--- start Exercise material ---

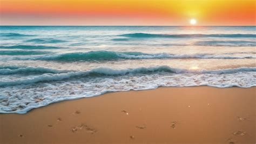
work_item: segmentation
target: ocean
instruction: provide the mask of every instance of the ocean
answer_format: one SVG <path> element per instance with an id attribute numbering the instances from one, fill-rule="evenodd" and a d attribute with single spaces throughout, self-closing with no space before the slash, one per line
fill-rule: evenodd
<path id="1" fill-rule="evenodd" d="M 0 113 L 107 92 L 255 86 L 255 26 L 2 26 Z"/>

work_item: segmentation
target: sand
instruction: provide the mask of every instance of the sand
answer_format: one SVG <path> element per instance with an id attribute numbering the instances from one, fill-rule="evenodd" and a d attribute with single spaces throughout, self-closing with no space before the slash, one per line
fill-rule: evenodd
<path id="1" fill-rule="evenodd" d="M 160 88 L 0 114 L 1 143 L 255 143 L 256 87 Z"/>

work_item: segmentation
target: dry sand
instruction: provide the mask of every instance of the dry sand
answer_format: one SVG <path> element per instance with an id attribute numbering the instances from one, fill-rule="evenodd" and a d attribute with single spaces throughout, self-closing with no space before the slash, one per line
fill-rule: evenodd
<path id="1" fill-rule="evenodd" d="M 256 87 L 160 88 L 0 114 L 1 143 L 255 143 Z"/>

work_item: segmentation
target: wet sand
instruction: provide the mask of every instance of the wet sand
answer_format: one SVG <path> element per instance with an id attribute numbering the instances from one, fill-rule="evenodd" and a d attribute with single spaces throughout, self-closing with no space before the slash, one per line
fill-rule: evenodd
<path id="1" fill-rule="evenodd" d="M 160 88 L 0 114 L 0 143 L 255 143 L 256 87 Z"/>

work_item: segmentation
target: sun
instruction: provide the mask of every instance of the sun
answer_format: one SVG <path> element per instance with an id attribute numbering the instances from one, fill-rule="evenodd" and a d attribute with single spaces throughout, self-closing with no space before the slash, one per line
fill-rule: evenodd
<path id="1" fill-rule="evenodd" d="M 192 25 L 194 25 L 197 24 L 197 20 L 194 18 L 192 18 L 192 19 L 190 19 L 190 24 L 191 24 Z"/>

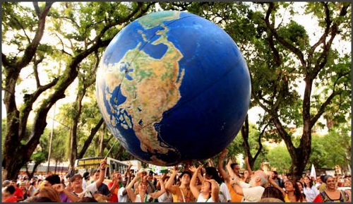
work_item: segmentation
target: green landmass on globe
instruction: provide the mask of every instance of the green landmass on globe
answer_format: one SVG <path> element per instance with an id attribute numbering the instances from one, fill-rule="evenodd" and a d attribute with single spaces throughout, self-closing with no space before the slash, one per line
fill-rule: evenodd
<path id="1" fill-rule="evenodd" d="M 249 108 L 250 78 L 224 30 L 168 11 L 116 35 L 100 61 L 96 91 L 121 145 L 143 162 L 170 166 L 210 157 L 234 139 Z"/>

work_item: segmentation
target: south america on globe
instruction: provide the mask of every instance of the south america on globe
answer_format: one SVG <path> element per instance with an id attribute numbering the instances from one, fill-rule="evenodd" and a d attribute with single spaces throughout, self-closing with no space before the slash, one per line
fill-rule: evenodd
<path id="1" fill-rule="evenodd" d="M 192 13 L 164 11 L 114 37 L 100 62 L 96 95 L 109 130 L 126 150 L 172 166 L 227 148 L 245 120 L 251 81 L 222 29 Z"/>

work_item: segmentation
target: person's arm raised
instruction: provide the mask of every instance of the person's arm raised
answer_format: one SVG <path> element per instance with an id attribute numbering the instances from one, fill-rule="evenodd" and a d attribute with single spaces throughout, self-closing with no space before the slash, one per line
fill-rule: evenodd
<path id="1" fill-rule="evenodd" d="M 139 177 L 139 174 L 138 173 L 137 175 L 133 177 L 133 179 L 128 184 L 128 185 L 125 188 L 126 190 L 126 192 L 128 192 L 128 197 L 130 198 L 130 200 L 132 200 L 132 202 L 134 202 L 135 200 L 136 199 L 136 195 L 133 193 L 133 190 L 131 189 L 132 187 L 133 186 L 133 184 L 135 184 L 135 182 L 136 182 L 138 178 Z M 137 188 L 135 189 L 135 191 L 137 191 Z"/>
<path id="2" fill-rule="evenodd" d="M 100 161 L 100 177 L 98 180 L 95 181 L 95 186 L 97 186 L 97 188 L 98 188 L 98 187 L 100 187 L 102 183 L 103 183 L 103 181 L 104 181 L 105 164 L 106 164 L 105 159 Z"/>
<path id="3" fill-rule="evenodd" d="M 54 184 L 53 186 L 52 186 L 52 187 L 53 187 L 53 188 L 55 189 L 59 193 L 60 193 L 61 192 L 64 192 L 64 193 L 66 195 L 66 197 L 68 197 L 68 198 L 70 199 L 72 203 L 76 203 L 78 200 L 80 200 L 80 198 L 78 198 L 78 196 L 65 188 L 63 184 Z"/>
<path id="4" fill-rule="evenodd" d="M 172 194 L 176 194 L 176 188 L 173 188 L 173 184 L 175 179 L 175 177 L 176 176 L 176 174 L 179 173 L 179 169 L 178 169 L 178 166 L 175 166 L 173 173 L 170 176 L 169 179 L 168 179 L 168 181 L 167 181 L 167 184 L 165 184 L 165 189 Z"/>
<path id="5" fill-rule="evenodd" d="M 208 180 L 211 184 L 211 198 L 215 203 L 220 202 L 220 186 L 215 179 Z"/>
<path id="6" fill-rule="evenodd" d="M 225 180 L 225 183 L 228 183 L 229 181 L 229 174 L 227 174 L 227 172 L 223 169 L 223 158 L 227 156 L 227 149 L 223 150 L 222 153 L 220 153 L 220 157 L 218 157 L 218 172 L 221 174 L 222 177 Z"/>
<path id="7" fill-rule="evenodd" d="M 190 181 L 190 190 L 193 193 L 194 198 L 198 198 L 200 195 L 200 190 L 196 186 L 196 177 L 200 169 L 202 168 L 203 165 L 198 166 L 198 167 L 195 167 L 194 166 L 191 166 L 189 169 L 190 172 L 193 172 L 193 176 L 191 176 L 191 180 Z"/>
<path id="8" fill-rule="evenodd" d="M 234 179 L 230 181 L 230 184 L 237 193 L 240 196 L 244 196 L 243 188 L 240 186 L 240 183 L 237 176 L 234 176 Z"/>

--- end Exercise material ---

Do this: Find each line in the material that contains the string "green" and copy it out, treating uppercase and lowercase as different.

Answer to this task:
target: green landmass on globe
instruction: provide the mask of every instance of the green landmass on globe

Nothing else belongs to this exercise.